(Dataset extract begins)
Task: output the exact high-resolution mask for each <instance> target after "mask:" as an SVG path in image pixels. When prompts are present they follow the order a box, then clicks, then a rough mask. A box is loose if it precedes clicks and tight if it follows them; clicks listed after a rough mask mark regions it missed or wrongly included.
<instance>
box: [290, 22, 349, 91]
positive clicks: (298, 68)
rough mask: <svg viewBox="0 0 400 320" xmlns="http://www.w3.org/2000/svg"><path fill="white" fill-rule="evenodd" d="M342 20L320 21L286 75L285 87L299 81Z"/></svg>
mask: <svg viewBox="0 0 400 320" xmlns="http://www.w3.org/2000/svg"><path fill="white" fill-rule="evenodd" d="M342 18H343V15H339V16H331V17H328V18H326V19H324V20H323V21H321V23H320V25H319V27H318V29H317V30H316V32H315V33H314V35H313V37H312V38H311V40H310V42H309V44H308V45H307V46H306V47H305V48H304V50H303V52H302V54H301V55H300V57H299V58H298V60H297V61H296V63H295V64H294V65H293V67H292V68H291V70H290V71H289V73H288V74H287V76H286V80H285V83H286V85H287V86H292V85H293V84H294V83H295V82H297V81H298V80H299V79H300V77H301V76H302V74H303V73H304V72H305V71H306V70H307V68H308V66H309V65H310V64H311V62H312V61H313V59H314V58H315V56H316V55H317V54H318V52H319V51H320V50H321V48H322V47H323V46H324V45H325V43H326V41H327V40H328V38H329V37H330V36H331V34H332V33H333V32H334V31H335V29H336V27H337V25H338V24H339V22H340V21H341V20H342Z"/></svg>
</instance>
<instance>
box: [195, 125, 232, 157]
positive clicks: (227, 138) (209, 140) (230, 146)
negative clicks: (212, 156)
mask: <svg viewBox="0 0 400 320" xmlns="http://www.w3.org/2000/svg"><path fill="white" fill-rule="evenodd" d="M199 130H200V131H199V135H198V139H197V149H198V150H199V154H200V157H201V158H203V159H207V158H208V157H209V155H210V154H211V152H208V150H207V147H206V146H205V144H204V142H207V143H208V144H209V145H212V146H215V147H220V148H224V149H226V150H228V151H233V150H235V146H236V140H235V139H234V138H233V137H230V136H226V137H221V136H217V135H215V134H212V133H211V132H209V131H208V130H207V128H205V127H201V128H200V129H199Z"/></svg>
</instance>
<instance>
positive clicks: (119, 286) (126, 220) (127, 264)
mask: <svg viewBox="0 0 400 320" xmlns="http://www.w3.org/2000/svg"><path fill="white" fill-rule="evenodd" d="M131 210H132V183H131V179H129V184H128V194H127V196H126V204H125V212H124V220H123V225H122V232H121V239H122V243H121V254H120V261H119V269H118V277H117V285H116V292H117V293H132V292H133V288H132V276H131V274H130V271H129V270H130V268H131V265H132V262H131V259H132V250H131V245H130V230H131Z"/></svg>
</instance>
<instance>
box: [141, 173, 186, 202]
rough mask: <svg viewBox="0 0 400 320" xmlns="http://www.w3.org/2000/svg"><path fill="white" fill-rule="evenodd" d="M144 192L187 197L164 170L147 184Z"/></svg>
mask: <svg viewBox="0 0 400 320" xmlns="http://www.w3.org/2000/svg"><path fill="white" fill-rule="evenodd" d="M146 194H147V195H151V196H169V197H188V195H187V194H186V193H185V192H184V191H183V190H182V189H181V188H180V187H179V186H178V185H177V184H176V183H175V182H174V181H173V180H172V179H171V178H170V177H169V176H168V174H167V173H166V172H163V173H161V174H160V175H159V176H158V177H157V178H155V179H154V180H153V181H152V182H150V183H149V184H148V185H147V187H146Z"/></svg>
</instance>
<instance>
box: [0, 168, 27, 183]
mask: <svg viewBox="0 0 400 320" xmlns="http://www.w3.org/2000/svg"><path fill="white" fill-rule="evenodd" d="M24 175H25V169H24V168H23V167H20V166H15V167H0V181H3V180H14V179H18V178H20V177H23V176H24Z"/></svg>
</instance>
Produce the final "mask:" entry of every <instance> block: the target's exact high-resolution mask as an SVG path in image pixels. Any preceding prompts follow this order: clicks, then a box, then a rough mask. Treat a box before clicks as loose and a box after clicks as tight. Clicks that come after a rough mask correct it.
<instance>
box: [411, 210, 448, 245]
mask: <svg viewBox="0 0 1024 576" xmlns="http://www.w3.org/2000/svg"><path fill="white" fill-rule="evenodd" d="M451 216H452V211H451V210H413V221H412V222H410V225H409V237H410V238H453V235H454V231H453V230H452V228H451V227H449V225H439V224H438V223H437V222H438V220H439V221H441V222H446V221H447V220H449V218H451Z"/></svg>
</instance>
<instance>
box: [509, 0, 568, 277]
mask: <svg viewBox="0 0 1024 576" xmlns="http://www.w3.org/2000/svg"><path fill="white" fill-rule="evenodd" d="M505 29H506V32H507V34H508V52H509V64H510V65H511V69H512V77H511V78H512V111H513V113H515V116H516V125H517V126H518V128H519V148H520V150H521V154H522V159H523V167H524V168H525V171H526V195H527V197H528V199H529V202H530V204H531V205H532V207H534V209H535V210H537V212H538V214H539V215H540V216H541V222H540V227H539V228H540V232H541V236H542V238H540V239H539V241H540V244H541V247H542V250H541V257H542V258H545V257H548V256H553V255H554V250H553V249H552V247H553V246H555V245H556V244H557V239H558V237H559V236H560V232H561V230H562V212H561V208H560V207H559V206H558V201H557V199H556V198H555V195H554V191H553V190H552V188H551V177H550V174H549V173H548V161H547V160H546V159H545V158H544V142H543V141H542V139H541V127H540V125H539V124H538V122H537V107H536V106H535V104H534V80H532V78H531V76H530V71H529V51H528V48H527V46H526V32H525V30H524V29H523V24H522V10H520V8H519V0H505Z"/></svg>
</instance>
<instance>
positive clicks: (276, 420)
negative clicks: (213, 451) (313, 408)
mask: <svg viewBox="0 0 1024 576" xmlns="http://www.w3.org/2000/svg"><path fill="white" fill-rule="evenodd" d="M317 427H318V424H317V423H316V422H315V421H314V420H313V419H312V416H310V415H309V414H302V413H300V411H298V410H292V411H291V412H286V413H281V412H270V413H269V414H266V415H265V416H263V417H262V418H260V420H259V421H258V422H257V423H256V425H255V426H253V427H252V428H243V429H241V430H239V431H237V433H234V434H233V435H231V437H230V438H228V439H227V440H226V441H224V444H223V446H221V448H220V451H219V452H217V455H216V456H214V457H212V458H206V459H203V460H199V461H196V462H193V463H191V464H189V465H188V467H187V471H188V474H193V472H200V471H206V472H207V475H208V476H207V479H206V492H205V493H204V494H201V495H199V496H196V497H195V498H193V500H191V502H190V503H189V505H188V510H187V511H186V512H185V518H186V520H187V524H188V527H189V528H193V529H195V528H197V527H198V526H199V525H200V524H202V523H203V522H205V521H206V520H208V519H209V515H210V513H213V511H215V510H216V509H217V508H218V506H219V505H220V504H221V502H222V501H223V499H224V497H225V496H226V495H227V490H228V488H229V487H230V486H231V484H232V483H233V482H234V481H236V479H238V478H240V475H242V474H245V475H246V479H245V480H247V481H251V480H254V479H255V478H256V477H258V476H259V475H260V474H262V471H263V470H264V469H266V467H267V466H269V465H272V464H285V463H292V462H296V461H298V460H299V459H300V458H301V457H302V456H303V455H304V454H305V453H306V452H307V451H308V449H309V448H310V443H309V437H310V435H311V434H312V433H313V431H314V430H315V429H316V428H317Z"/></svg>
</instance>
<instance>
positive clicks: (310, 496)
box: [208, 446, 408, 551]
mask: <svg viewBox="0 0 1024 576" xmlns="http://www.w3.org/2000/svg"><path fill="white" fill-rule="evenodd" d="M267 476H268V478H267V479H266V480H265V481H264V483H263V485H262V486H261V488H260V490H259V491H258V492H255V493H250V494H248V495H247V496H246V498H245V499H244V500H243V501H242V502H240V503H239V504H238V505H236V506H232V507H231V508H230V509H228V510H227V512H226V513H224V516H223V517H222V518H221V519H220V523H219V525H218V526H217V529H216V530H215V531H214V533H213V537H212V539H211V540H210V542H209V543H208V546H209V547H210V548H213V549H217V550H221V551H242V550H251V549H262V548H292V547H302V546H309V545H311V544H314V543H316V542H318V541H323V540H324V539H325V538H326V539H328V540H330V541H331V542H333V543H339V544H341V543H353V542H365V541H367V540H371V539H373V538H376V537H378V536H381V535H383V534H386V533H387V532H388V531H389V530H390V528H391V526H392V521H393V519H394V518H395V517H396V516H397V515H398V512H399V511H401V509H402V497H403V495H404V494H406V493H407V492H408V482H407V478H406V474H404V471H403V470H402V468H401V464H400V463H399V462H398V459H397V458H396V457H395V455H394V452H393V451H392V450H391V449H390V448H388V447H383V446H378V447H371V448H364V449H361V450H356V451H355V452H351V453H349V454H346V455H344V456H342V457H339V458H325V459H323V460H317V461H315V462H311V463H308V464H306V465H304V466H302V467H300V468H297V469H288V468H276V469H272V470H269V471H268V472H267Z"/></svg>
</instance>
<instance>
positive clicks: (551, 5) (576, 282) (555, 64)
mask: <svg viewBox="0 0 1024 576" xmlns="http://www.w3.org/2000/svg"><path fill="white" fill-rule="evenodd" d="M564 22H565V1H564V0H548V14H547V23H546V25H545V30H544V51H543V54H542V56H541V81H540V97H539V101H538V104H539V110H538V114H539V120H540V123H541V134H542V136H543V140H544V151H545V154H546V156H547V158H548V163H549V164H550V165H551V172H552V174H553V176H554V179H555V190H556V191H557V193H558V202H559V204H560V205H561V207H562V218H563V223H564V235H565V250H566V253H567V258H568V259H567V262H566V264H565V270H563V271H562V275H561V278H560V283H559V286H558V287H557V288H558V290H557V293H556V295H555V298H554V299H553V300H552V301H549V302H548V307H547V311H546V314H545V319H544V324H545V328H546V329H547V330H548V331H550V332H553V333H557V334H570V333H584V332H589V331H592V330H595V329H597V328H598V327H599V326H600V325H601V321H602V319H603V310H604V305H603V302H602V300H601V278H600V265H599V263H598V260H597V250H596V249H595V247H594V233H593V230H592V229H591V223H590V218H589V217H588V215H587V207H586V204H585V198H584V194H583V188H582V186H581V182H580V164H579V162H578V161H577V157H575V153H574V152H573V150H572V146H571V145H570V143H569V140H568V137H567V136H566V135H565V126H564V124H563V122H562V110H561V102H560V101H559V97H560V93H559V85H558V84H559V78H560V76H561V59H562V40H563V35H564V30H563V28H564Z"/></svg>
(Dataset extract ends)
Directions for this task: Return only the lines spanning from the first line of the material through the line with "positive clicks: (298, 68)", copied exactly, both ends kept.

Final answer:
Task: output the exact high-resolution mask for each <instance> target after "mask:" as an SVG path in image pixels. When prompts are present they follow the order a box, then clicks, then a rough mask. A box is loose if it precedes clicks and tight if it follows them; clicks listed after a rough mask mark regions it missed or wrongly included.
<instance>
box: [290, 22, 349, 91]
positive clicks: (298, 68)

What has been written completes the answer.